▶ [The records]
-----

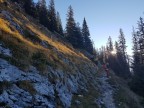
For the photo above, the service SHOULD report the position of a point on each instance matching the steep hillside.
(36, 67)
(40, 69)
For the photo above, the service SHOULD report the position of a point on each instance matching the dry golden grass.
(26, 48)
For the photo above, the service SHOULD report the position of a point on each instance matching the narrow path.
(106, 99)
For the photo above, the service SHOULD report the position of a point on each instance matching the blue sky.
(104, 17)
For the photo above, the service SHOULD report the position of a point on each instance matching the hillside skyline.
(104, 18)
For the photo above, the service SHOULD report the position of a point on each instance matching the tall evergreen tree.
(122, 56)
(59, 25)
(137, 83)
(79, 36)
(52, 17)
(110, 44)
(43, 13)
(29, 7)
(87, 41)
(122, 45)
(71, 27)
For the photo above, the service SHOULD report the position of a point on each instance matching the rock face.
(31, 89)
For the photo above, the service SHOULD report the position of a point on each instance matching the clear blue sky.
(104, 17)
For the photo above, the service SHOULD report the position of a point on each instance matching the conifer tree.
(43, 13)
(87, 41)
(137, 83)
(29, 7)
(71, 27)
(59, 25)
(110, 44)
(79, 36)
(52, 17)
(122, 56)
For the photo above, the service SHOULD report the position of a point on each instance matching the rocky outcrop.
(31, 89)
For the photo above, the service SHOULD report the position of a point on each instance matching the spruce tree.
(79, 36)
(110, 44)
(137, 83)
(122, 56)
(52, 17)
(43, 13)
(71, 27)
(59, 25)
(29, 7)
(86, 34)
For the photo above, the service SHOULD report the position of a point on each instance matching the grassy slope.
(26, 48)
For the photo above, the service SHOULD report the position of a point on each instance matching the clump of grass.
(27, 86)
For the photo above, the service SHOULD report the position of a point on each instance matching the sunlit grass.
(24, 48)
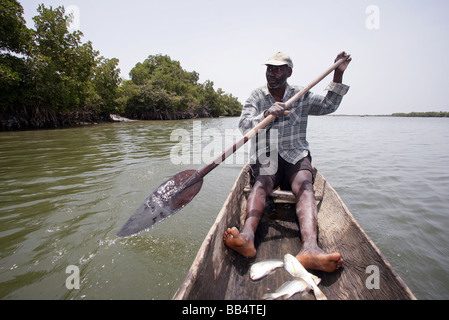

-----

▶ [What you need to do]
Everything in the records that precede this task must be written out again exactly, except the pictures.

▶ [Answer area]
For the photo above, the service SHOULD report the position of a point on each instance matching the steep hillside.
(36, 67)
(40, 69)
For the photo above, the service SHOULD report the position of a point on each instance matching the dry golden grass.
(26, 48)
For the photo above, the service SHOULD report the position of a point on each instance matching the narrow path.
(106, 99)
For the photo above, the service SHOULD report the position of a point on each instance matching the blue sky.
(104, 17)
For the photo above, the service SHOULD report the position of a point on each instance matching the hillside skyline.
(104, 18)
For the photo above, the service SHOULD report the position of a point on each instance matching the tall evergreen tree.
(122, 56)
(59, 25)
(137, 83)
(79, 36)
(52, 17)
(110, 44)
(43, 13)
(29, 7)
(87, 41)
(122, 45)
(71, 27)
For the photo above, the service SHOULD report the position of a point on each instance matching the rock face.
(31, 89)
For the photo above, the service SHOULD report the position of a point on each instance matching the clear blue sky.
(104, 17)
For the photo above, the service SHOULD report the position of a point on each instance matching the conifer tree.
(43, 13)
(87, 41)
(137, 83)
(29, 7)
(71, 27)
(59, 25)
(110, 44)
(79, 36)
(52, 17)
(122, 56)
For the photo above, the service SHOULD report the position of a point on each instance matching the rocky outcrop.
(31, 89)
For the photo above, the service SHOULD report the position of a point on each instance matching the spruce tree.
(79, 36)
(110, 44)
(137, 83)
(122, 56)
(52, 17)
(43, 13)
(71, 27)
(59, 25)
(29, 7)
(86, 34)
For the photo above, the service SHOULD report the position of a point on each instance matching the grassy slope.
(26, 48)
For the photo above, the service SHOULD report the position of a point on each instance matching the clump of grass.
(27, 86)
For the photo above, the service SHOULD report the position of a point on each instance matching the sunlit grass.
(24, 48)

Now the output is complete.